Несмотря на то, что рыбопереработчики строили свои склады и линии заводов у самой воды, они были далеки от рек, текущих у их порогов. Их интересам ближе были восточные города с большими рынками и финансовыми учреждениями - источники прибыли и капитала. Их достаток и уровень жизни рос или падал в зависимости от решений, которые принимали люди в Нью-Йорке, Лондоне и Чикаго, мало, что знавшие о Северо-Западе, его реках, людях или лососе, в которого были вложены их капиталы.

******************************

** ЗАДАНИЕ 1 **
Перепишите в виде нумерованного списка строки записей, начиная со строки, содержащей «the apron pocket?», и заканчивая строкой, содержащей «[225,341,242,367]», включительно, опустив пустые строки.
Текст и записи являются самостоятельными, не связанными между собой материалами.

** ИСХОДНЫЕ ЗАПИСИ **
******************************

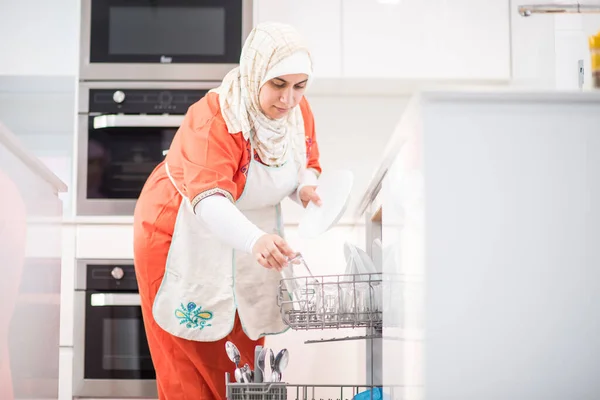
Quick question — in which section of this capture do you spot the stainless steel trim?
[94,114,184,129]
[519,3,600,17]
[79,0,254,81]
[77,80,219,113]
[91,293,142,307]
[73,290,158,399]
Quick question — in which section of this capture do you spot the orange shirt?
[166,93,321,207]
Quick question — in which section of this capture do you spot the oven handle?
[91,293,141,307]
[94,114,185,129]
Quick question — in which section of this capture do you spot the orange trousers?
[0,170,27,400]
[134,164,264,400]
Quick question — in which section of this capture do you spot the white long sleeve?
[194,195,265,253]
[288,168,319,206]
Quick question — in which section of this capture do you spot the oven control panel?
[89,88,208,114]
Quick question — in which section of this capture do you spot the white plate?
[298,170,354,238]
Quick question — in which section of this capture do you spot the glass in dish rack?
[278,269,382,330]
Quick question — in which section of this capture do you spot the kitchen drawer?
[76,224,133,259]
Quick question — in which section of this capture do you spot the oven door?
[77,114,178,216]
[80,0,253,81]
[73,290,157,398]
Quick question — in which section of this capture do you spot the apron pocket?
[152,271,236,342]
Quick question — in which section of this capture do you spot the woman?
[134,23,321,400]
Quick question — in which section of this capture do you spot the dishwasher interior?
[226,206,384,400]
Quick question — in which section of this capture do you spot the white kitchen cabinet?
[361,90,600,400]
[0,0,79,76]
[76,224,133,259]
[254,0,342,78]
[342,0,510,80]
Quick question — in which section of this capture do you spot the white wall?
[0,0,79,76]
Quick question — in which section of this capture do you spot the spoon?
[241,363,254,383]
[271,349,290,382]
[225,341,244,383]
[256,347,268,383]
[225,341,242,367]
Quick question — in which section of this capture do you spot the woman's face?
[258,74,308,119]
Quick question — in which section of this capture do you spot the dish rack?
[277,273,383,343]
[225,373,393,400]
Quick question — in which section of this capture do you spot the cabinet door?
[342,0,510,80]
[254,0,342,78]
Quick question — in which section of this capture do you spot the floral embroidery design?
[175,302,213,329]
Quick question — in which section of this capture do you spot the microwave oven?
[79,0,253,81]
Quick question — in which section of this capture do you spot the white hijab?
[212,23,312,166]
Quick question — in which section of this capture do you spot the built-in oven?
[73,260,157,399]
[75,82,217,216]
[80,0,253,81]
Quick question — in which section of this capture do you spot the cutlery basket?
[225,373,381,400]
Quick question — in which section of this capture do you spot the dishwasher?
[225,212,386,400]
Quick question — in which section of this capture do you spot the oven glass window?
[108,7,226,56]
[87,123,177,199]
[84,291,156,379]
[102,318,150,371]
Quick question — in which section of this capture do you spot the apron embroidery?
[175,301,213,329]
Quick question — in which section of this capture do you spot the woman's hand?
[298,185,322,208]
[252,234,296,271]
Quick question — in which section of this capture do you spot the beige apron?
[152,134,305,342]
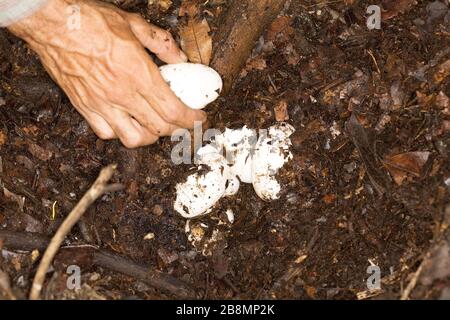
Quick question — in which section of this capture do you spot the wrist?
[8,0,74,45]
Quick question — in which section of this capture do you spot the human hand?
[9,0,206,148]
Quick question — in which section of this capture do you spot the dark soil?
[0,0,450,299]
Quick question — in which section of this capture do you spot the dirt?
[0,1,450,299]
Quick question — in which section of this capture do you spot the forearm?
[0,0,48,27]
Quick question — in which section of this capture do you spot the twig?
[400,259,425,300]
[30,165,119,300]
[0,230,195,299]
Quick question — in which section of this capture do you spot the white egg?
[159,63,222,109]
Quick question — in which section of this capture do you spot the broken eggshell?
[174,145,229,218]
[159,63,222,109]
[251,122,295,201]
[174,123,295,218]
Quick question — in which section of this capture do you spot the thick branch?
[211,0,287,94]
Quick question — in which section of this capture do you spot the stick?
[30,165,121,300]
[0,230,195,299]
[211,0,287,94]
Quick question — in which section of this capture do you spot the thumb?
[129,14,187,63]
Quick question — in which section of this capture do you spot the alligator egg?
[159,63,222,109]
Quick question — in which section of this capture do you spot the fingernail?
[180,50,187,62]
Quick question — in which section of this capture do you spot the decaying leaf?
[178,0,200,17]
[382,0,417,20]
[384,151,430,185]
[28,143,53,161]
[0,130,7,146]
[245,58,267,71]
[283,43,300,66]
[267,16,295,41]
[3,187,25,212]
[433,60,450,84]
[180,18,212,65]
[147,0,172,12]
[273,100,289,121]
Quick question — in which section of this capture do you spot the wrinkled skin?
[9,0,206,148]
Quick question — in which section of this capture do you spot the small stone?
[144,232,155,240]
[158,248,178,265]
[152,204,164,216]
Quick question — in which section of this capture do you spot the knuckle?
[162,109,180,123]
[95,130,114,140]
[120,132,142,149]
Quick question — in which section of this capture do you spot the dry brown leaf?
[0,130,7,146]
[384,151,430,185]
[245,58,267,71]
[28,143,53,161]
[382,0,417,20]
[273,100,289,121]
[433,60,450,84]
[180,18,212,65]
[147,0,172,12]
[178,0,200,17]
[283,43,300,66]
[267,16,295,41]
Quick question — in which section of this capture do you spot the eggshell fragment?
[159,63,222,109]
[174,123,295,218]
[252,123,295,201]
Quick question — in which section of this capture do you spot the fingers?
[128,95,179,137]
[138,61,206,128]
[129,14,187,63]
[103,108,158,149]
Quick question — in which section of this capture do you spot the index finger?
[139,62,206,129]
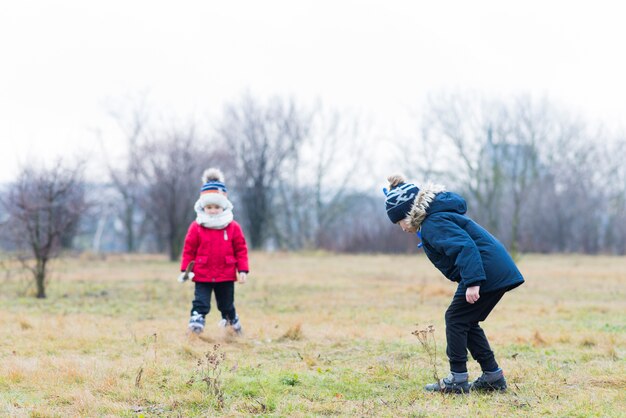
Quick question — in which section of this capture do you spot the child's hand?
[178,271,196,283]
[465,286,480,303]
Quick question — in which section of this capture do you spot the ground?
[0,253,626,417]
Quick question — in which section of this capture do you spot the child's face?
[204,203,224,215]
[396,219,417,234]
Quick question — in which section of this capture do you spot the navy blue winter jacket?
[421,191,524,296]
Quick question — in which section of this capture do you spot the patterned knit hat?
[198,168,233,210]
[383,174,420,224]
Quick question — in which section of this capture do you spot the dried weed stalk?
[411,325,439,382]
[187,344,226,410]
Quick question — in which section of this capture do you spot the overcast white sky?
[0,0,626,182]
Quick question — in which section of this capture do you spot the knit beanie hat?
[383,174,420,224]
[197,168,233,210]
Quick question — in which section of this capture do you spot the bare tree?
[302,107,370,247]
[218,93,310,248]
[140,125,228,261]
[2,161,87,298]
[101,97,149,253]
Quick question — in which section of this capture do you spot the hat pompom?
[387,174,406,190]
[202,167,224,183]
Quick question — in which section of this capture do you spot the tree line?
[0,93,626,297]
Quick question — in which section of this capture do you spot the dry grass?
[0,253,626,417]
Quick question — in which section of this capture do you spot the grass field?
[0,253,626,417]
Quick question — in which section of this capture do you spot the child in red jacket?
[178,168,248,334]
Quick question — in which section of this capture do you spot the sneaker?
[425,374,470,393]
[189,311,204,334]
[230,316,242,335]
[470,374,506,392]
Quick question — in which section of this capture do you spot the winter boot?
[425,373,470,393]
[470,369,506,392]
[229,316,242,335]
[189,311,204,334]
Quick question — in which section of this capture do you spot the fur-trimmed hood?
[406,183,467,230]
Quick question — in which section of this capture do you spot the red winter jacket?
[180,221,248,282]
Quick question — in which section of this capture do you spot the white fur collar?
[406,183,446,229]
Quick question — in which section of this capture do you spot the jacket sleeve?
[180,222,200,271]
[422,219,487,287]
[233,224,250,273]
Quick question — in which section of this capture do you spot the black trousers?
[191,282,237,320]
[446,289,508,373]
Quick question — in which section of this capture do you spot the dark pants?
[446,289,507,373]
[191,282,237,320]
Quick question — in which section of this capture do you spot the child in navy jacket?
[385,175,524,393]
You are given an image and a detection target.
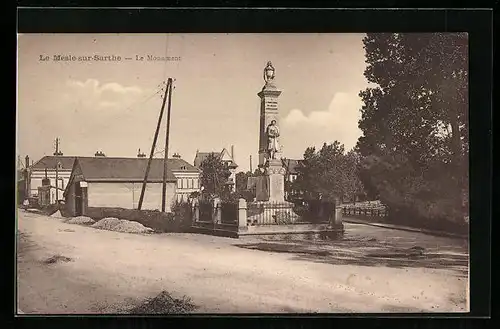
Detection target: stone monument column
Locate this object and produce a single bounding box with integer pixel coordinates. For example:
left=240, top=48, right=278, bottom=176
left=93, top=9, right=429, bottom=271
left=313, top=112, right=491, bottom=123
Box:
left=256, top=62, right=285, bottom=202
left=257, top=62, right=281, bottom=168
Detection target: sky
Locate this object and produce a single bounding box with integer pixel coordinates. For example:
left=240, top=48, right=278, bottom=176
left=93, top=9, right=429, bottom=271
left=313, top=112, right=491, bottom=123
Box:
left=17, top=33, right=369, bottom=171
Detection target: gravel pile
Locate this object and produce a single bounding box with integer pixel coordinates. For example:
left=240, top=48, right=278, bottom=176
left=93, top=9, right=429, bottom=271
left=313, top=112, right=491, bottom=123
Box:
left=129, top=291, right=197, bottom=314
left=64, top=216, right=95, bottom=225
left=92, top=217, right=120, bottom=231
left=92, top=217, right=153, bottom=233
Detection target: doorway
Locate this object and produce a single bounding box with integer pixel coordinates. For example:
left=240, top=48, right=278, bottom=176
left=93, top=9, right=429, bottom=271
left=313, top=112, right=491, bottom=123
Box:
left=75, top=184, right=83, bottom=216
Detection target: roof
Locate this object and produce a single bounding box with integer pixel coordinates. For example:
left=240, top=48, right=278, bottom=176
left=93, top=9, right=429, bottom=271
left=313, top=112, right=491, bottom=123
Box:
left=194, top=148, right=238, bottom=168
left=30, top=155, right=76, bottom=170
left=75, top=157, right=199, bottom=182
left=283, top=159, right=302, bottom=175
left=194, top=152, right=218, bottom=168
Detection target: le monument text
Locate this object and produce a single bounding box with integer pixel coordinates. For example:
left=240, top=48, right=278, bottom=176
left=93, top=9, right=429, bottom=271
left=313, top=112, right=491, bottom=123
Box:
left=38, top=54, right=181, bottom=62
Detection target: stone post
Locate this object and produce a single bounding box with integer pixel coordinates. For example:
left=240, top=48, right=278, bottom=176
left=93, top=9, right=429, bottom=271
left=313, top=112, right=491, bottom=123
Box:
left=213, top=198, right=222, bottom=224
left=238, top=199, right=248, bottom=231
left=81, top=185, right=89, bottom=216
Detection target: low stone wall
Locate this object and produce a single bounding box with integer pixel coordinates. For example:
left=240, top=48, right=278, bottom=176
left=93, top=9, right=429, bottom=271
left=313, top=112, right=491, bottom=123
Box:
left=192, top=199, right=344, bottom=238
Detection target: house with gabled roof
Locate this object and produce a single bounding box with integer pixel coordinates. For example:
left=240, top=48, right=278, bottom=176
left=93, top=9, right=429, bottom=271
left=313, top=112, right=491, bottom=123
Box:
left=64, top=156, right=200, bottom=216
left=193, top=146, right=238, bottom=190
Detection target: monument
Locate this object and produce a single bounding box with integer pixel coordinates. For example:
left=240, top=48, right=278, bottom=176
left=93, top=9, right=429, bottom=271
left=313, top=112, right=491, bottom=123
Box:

******************************

** ЗАДАНИЕ 2 **
Повторите целиком и без изменений текст о рыбопереработчиках Северо-Запада.

** ОТВЕТ 1 **
1. Quick question — in which section of this capture do you spot the apron pocket?
2. [152,271,236,342]
3. Quick question — in which section of this capture do you spot the woman?
4. [134,23,321,400]
5. Quick question — in which section of this capture do you spot the dishwasher interior?
6. [226,206,384,400]
7. Quick question — in which section of this capture do you spot the white kitchen cabinet?
8. [361,90,600,400]
9. [0,0,79,76]
10. [76,224,133,259]
11. [254,0,342,78]
12. [342,0,510,80]
13. Quick question — in which section of this capture do you spot the white wall?
14. [0,0,79,76]
15. Quick question — in which section of this capture do you spot the spoon?
16. [241,363,254,383]
17. [271,349,290,382]
18. [225,341,244,383]
19. [256,347,268,383]
20. [225,341,242,367]

** ОТВЕТ 2 **
Несмотря на то, что рыбопереработчики строили свои склады и линии заводов у самой воды, они были далеки от рек, текущих у их порогов. Их интересам ближе были восточные города с большими рынками и финансовыми учреждениями - источники прибыли и капитала. Их достаток и уровень жизни рос или падал в зависимости от решений, которые принимали люди в Нью-Йорке, Лондоне и Чикаго, мало, что знавшие о Северо-Западе, его реках, людях или лососе, в которого были вложены их капиталы.